## PAGE TEXT
____
Friday, August 6, 2010

Avoiding contractions: a don't

Survey Monkey is fun. I put together a quick questionnaire using our draft introduction text for Peace. My main goal was to check if people noticed the contractions - all three of them - and ask for their opinions about contractions in exhibition text. I took the opportunity to throw in some questions about the overall tone and readability of the text. It took about five minutes.

A few days and thirty responses later, I feel like I have some pretty good material for making the case that we should feel perfectly comfortable including contractions where it feels natural and appropriate to do so. Most people - 67%- didn't notice the contractions. When I asked for thoughts about contractions in exhibition text, the whopping majority -87% - were generally positive, or neutral. I had been instructed to test contractions specifically with military veterans over the age of 55. Of that group, only two expressed displeasure with the contractions - though one hadn't noticed them in the test text.

 I'm also carrying out a quick poll in the Peace Sandbox near my office about contractions. Considering how long it took folks to participate in the draft text exercise, it may not be so quick after all, but the idea is to keep the participation going. We also took down the draft text and all the comments. For each comment, we posted a response, along with the redraft. The idea is to validate the great playing we saw with this first exercise.

The next step is to test the redrafted version, as well as an alternative, more conventional version with Museum visitors. I won't use Survey Monkey this time mostly because I would like to simulate exhibition conditions. We'll also test two versions of content text. I hope that the tests show that our preferred conversational version(contractions and all!) is better received. No matter what they show, I know we'll have some meaningful feedback!

I will be referencing this excellent discussion about contractions in my report:

Contractions and How Not to Abuse ‘Em, posted on January 4, 2006 by Roy Jacobsen, on Writing, Clear and Simple

and, Jennifer Blunden's article about conversational tone in museum texts:

Dumbing down for museum audiences — necessity or myth?, in The Fine Print, an ezine by emend editing.
____
Quote the post on avoiding contractions in full, word for word. None of the material has any bearing on this.
____
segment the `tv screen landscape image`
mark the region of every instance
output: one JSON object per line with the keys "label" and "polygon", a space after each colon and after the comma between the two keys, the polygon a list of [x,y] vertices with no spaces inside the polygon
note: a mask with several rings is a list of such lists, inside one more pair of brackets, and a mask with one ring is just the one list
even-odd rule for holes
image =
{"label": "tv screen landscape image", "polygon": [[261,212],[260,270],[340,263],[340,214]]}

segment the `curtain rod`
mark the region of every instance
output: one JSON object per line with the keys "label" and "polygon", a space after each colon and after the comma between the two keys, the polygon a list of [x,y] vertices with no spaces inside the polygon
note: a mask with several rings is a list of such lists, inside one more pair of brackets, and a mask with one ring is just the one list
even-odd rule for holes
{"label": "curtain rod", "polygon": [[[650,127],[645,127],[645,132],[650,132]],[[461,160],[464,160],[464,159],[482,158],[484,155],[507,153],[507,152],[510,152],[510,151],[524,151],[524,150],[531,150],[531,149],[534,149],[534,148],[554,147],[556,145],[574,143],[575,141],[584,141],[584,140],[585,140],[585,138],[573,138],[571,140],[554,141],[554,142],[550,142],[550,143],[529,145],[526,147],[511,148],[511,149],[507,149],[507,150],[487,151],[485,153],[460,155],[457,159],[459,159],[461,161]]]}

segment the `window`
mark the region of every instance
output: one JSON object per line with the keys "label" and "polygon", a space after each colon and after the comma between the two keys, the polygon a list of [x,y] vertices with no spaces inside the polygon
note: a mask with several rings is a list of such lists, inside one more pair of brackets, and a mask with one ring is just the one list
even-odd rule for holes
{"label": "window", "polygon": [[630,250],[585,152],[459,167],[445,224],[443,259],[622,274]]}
____
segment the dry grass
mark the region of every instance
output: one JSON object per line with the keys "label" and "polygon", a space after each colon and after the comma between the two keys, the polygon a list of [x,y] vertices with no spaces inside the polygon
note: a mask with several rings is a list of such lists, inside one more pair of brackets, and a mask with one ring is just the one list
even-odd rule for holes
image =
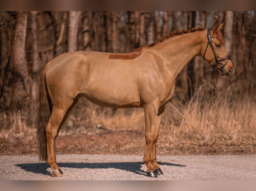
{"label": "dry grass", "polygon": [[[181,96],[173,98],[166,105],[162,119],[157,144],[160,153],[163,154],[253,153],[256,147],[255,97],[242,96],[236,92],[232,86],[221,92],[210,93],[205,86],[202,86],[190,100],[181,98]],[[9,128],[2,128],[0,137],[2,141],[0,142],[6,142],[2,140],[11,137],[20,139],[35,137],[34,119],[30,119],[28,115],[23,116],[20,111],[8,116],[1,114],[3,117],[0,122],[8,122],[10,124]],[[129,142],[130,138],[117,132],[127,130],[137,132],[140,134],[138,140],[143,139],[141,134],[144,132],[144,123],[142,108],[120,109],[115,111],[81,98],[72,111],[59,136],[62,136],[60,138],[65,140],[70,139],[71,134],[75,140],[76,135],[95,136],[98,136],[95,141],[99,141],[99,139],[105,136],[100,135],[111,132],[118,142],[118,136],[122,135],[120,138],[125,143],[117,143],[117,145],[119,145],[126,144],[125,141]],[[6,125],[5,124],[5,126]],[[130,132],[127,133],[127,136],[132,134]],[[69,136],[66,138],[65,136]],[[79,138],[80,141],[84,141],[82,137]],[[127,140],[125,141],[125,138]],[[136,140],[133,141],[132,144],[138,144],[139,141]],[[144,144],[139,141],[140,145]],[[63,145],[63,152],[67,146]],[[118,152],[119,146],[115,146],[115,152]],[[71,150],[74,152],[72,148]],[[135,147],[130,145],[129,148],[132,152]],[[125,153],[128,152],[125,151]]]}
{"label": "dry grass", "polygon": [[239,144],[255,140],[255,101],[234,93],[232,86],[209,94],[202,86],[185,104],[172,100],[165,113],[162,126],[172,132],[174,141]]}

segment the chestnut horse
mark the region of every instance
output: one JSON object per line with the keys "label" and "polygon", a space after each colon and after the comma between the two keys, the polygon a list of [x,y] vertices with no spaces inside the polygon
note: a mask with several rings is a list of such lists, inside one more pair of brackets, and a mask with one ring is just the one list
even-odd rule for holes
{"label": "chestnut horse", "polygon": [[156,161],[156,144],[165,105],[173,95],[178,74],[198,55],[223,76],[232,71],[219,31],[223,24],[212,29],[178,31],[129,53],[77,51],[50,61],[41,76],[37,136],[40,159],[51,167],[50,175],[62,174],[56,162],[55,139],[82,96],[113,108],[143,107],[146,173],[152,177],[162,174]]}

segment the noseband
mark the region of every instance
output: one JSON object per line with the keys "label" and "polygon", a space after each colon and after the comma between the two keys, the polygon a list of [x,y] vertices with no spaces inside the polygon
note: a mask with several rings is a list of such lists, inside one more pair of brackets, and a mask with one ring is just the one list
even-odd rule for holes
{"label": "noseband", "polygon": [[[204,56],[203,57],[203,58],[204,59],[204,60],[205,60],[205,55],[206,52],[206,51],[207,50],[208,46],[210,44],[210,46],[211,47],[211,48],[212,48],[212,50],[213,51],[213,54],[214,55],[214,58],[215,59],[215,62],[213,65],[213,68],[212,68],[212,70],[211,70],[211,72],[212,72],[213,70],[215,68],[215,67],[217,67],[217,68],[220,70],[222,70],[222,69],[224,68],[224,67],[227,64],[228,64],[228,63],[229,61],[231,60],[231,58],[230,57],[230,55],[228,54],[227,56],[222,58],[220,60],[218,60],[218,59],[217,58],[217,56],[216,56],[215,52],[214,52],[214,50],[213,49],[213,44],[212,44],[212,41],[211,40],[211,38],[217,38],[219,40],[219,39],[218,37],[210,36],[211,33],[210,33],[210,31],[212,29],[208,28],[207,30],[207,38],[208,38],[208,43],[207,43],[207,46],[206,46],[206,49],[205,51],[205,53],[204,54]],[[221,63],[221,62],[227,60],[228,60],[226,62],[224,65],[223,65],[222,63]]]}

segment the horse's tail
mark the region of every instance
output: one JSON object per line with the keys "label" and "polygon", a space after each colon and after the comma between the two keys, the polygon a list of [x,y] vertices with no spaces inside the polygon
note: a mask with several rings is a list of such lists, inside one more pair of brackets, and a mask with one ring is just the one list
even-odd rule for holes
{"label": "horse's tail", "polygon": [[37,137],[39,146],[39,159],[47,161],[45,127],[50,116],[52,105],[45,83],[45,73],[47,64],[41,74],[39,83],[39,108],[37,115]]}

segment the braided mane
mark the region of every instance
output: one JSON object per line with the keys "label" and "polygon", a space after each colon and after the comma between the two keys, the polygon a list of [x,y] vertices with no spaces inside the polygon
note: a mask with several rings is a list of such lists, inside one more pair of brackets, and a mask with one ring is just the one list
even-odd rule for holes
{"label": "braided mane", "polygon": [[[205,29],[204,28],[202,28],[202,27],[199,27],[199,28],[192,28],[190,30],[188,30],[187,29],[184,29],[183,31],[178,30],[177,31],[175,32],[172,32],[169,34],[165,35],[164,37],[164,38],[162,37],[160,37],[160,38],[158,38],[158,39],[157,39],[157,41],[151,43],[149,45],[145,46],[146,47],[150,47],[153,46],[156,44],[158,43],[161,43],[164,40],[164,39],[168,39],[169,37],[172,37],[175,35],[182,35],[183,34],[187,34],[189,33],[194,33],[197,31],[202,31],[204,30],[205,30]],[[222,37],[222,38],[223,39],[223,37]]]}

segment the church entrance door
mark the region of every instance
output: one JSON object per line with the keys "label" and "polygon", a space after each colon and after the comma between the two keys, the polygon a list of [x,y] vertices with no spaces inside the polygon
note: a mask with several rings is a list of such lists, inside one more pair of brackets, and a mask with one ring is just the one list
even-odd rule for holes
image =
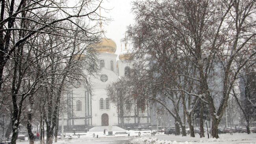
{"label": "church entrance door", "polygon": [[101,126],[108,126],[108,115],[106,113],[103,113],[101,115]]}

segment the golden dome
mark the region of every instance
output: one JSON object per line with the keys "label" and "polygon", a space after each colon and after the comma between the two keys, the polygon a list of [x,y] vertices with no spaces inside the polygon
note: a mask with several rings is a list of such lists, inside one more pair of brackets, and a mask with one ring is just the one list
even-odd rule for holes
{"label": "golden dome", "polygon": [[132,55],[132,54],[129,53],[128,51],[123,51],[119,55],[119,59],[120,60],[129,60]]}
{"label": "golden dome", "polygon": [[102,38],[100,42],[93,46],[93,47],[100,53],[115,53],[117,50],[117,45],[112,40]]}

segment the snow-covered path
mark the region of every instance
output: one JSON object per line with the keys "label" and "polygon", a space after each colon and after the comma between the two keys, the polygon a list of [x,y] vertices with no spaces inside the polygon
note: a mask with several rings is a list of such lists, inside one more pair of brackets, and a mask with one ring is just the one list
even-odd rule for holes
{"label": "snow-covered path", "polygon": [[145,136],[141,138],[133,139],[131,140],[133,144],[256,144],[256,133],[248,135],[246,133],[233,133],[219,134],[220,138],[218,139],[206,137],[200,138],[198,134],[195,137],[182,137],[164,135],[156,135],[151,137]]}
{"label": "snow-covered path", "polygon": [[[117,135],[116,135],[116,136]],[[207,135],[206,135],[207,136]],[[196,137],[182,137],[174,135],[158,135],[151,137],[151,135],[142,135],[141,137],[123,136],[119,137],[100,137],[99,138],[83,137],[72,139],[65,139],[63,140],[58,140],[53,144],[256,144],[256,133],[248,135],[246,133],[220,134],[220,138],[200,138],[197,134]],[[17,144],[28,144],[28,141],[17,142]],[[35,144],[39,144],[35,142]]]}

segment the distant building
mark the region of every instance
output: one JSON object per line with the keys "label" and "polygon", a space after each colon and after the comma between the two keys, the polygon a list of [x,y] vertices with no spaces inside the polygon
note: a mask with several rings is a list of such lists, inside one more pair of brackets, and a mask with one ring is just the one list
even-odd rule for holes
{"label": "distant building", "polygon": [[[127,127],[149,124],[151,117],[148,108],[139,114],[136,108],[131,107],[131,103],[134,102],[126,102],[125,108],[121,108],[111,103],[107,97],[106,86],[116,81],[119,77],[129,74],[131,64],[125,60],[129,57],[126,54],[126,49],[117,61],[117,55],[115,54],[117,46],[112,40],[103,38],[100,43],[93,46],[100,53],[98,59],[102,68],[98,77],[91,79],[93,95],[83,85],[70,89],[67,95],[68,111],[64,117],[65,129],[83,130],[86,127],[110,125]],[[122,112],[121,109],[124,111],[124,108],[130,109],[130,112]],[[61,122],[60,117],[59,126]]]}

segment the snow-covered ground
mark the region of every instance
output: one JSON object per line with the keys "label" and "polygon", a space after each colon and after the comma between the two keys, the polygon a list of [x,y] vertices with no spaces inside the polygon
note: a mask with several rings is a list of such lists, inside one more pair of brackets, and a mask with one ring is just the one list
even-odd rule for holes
____
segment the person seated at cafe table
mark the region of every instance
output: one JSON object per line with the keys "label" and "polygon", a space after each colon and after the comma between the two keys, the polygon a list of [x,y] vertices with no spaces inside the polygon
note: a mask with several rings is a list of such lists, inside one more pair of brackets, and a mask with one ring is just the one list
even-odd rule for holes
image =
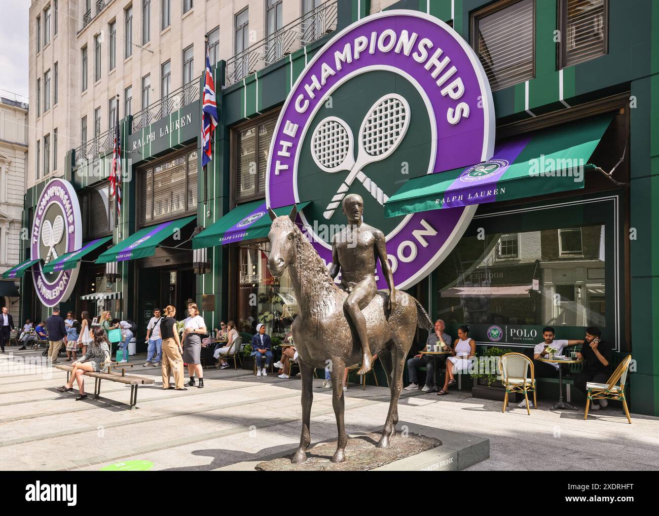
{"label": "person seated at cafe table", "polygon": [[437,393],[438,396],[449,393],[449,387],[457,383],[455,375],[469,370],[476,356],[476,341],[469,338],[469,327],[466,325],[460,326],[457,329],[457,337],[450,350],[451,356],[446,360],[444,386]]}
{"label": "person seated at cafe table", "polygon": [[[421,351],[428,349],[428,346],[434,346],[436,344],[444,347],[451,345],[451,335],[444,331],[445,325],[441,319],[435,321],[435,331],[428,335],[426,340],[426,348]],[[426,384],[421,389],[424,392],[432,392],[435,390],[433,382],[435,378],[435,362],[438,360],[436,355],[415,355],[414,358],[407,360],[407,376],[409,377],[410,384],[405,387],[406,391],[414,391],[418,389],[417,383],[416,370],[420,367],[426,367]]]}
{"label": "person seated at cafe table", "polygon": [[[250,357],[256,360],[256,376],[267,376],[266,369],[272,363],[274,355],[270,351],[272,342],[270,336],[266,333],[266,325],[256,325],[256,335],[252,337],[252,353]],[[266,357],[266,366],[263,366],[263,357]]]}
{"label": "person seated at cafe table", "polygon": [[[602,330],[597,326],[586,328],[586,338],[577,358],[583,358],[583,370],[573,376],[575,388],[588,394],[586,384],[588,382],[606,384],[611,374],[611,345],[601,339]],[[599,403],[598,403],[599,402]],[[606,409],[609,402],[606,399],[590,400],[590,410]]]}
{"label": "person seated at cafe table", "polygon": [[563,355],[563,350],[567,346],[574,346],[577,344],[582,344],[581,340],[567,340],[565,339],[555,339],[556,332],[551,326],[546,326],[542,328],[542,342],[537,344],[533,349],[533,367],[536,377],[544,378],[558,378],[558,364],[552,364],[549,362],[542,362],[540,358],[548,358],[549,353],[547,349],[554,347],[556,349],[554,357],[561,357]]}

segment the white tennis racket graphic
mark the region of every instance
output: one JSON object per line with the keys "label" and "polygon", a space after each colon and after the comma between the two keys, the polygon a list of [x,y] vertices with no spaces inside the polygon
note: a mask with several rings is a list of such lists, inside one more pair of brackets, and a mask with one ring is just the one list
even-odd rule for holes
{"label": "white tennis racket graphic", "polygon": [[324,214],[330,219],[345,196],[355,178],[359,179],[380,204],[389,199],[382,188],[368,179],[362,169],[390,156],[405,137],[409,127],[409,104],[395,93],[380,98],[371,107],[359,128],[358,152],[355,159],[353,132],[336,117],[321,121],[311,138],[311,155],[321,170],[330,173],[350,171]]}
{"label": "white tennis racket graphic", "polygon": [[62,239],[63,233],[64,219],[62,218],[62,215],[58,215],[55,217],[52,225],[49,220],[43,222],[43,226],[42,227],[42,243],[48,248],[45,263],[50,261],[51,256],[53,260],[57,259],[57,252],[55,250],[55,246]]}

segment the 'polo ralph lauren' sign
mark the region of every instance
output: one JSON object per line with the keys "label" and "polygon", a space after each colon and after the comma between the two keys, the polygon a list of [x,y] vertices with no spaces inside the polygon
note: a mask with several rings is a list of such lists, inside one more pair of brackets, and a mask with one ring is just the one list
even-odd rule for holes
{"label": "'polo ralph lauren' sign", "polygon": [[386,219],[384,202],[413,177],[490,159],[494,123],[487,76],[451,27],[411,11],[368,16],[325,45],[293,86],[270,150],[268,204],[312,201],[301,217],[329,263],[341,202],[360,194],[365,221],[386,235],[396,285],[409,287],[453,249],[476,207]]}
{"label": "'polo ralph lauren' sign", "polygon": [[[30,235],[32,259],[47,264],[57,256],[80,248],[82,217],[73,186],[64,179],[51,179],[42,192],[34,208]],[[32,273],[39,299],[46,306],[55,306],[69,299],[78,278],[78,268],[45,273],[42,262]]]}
____
## RESPONSE TO THIS TASK
Friday, August 6, 2010

Avoiding contractions: a don't

Survey Monkey is fun. I put together a quick questionnaire using our draft introduction text for Peace. My main goal was to check if people noticed the contractions - all three of them - and ask for their opinions about contractions in exhibition text. I took the opportunity to throw in some questions about the overall tone and readability of the text. It took about five minutes.

A few days and thirty responses later, I feel like I have some pretty good material for making the case that we should feel perfectly comfortable including contractions where it feels natural and appropriate to do so. Most people - 67%- didn't notice the contractions. When I asked for thoughts about contractions in exhibition text, the whopping majority -87% - were generally positive, or neutral. I had been instructed to test contractions specifically with military veterans over the age of 55. Of that group, only two expressed displeasure with the contractions - though one hadn't noticed them in the test text.

 I'm also carrying out a quick poll in the Peace Sandbox near my office about contractions. Considering how long it took folks to participate in the draft text exercise, it may not be so quick after all, but the idea is to keep the participation going. We also took down the draft text and all the comments. For each comment, we posted a response, along with the redraft. The idea is to validate the great playing we saw with this first exercise.

The next step is to test the redrafted version, as well as an alternative, more conventional version with Museum visitors. I won't use Survey Monkey this time mostly because I would like to simulate exhibition conditions. We'll also test two versions of content text. I hope that the tests show that our preferred conversational version(contractions and all!) is better received. No matter what they show, I know we'll have some meaningful feedback!

I will be referencing this excellent discussion about contractions in my report:

Contractions and How Not to Abuse ‘Em, posted on January 4, 2006 by Roy Jacobsen, on Writing, Clear and Simple

and, Jennifer Blunden's article about conversational tone in museum texts:

Dumbing down for museum audiences — necessity or myth?, in The Fine Print, an ezine by emend editing.